> **Written exercise**: Reproduce the material in full, exactly as written.

> **Dataset records**:
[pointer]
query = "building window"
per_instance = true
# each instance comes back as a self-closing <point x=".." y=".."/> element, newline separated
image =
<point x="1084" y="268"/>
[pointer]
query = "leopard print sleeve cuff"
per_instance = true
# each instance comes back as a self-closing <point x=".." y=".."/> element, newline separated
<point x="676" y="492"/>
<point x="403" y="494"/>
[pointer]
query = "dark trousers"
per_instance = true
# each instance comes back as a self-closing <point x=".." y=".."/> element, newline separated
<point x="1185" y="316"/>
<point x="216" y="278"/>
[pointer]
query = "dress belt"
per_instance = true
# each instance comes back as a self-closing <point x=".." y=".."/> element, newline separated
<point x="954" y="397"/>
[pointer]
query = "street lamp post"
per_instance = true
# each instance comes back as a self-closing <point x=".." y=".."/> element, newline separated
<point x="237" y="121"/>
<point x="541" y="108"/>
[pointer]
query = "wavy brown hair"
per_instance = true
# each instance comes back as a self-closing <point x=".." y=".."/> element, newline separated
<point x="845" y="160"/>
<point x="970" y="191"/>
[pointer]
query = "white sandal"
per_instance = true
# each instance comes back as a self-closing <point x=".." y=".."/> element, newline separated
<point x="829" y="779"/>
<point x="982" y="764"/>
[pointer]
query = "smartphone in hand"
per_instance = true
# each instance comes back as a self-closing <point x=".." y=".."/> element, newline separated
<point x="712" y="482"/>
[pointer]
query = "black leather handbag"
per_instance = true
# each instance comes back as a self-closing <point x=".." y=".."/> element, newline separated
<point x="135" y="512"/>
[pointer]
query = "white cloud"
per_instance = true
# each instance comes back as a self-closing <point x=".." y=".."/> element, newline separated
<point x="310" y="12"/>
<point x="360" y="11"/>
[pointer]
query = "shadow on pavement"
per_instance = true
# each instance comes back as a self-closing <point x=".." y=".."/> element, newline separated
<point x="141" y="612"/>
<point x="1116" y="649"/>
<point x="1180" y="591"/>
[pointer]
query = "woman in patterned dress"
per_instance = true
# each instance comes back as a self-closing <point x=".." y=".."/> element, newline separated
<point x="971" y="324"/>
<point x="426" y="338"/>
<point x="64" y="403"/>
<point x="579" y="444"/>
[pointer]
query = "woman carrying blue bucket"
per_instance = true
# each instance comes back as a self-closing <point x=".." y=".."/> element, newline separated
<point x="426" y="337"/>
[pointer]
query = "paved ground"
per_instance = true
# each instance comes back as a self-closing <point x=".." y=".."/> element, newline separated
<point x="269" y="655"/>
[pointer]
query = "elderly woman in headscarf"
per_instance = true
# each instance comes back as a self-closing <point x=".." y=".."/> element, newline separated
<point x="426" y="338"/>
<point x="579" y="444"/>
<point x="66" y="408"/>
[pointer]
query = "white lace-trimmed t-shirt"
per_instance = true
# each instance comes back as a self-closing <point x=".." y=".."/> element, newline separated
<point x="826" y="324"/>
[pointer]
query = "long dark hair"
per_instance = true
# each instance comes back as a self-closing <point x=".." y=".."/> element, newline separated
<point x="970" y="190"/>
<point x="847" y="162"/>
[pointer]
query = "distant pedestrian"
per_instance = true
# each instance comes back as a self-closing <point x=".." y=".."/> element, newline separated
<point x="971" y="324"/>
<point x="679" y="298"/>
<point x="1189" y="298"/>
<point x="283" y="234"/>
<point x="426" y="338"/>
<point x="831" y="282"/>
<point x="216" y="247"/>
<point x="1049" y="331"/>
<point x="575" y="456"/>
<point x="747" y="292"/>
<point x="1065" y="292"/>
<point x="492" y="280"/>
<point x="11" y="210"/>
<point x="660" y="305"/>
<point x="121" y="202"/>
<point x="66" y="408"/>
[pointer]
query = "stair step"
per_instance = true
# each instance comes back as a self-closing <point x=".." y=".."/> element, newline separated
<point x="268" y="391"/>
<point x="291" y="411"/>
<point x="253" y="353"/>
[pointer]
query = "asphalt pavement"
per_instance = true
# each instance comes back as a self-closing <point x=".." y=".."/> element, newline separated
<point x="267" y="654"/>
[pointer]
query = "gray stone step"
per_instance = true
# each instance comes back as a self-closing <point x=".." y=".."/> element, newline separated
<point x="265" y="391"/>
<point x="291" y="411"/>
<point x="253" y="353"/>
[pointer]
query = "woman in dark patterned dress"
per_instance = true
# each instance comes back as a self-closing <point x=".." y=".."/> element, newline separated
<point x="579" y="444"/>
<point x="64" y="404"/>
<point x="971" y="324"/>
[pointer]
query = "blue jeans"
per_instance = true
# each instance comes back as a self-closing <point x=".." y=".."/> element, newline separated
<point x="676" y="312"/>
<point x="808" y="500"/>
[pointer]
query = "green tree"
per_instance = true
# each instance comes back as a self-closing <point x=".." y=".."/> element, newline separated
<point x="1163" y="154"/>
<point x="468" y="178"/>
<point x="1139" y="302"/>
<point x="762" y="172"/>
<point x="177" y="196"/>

> **Solution**:
[pointer]
query = "building window"
per_instance = true
# each instance comes back as a self-closing <point x=".." y=".."/> element, newline separated
image =
<point x="1084" y="268"/>
[pointer]
query = "leopard print sleeve cuff"
per_instance = true
# each instance comes back as a self-closing <point x=".." y=".."/> element, newline separated
<point x="676" y="492"/>
<point x="403" y="494"/>
[pointer]
query = "dark trousers"
per_instance = true
# each instance comes back as a self-closing <point x=".." y=".."/> element, newline separated
<point x="1185" y="316"/>
<point x="216" y="278"/>
[pointer]
query = "dress belt"
per_instance = true
# each instance comes back as a self-closing <point x=".." y=".."/> element, newline separated
<point x="954" y="397"/>
[pointer]
query = "street lamp post"
per_instance = true
# each instance comes back as a self-closing <point x=".." y=".."/> element, newline separated
<point x="237" y="121"/>
<point x="541" y="108"/>
[pointer]
query = "wavy brown hair"
per_instance = true
# each instance comes back as a self-closing <point x=".." y=".."/> element, newline separated
<point x="845" y="160"/>
<point x="970" y="191"/>
[pointer]
query = "white sandal"
per_instance = true
# each instance comes back as a self-closing <point x=".." y=".."/> element, newline separated
<point x="829" y="779"/>
<point x="982" y="764"/>
[pointer]
query = "smartphone in hand"
per_instance = true
# each instance comes back as a self-closing <point x=".." y=".."/> element, newline separated
<point x="712" y="482"/>
[pointer]
query = "black leather handbag"
per_instance = true
# each instance comes back as a self-closing <point x=".." y=".."/> element, newline separated
<point x="135" y="512"/>
[pointer]
query = "white cloud"
per_instance = true
# each instance comes back as a self-closing <point x=".." y=".."/> element, newline separated
<point x="310" y="12"/>
<point x="360" y="11"/>
[pointer]
query = "shadow on pavement"
per_instance = true
# each instance comes back as a self-closing <point x=".." y=".."/> element, newline separated
<point x="141" y="612"/>
<point x="1116" y="649"/>
<point x="1180" y="591"/>
[pointer]
query = "woman in patterned dress"
per_instance = true
# each instance comes back as a self-closing <point x=".." y=".."/> element, newline separated
<point x="971" y="324"/>
<point x="426" y="338"/>
<point x="64" y="403"/>
<point x="579" y="444"/>
[pointer]
query = "woman carrying blue bucket"
per_instance = true
# each instance comes back as a self-closing <point x=".." y=".."/> element, newline separated
<point x="426" y="337"/>
[pointer]
query = "paved ground"
per_instance = true
# each instance comes back as a self-closing <point x=".." y=".."/> element, newline separated
<point x="269" y="655"/>
[pointer]
query = "elderly woman in headscarf"
per_instance = true
# each instance comes back as a self-closing <point x=".." y=".."/> element, newline separated
<point x="426" y="338"/>
<point x="579" y="444"/>
<point x="66" y="408"/>
[pointer]
query = "white lace-trimmed t-shirt"
per_instance = true
# each instance comes back as a self-closing <point x=".." y=".."/> element, newline separated
<point x="826" y="324"/>
[pointer]
query = "long dark hair"
per_instance = true
# each instance comes back as a self-closing <point x=".." y=".."/> element, newline separated
<point x="970" y="190"/>
<point x="847" y="162"/>
[pointer]
query = "distant pedestrian"
per_instance = true
# each instance comes back as a self-closing <point x=".." y=".."/> element, newline separated
<point x="971" y="324"/>
<point x="679" y="298"/>
<point x="1189" y="298"/>
<point x="283" y="234"/>
<point x="426" y="338"/>
<point x="831" y="282"/>
<point x="216" y="247"/>
<point x="1049" y="331"/>
<point x="575" y="456"/>
<point x="747" y="292"/>
<point x="1065" y="292"/>
<point x="492" y="280"/>
<point x="11" y="210"/>
<point x="660" y="305"/>
<point x="121" y="202"/>
<point x="66" y="408"/>
[pointer]
query = "stair step"
per_instance = true
# each instance comes back as a self-closing <point x=".." y=".."/> element, newline separated
<point x="268" y="391"/>
<point x="291" y="411"/>
<point x="253" y="353"/>
[pointer]
query = "asphalt pavement"
per_instance = true
# each instance comes back as a self-closing <point x=".." y=".."/> element, newline separated
<point x="267" y="654"/>
[pointer]
query = "gray stone step"
per_instance = true
# each instance comes back as a self-closing <point x=".." y=".."/> element, newline separated
<point x="265" y="391"/>
<point x="291" y="411"/>
<point x="253" y="353"/>
[pointer]
query = "woman in dark patterned dress"
per_instance = true
# each instance comes back as a self-closing <point x=".." y=".."/> element, newline separated
<point x="579" y="444"/>
<point x="64" y="404"/>
<point x="971" y="324"/>
[pointer]
query = "blue jeans"
per_instance = true
# each instance comes back as a self-closing <point x=".." y=".."/> element, newline separated
<point x="676" y="312"/>
<point x="808" y="500"/>
[pointer]
query = "green tree"
per_instance = true
# each instance comes back as a self-closing <point x=".." y=".."/> element, newline separated
<point x="1163" y="154"/>
<point x="468" y="178"/>
<point x="1139" y="302"/>
<point x="762" y="172"/>
<point x="177" y="196"/>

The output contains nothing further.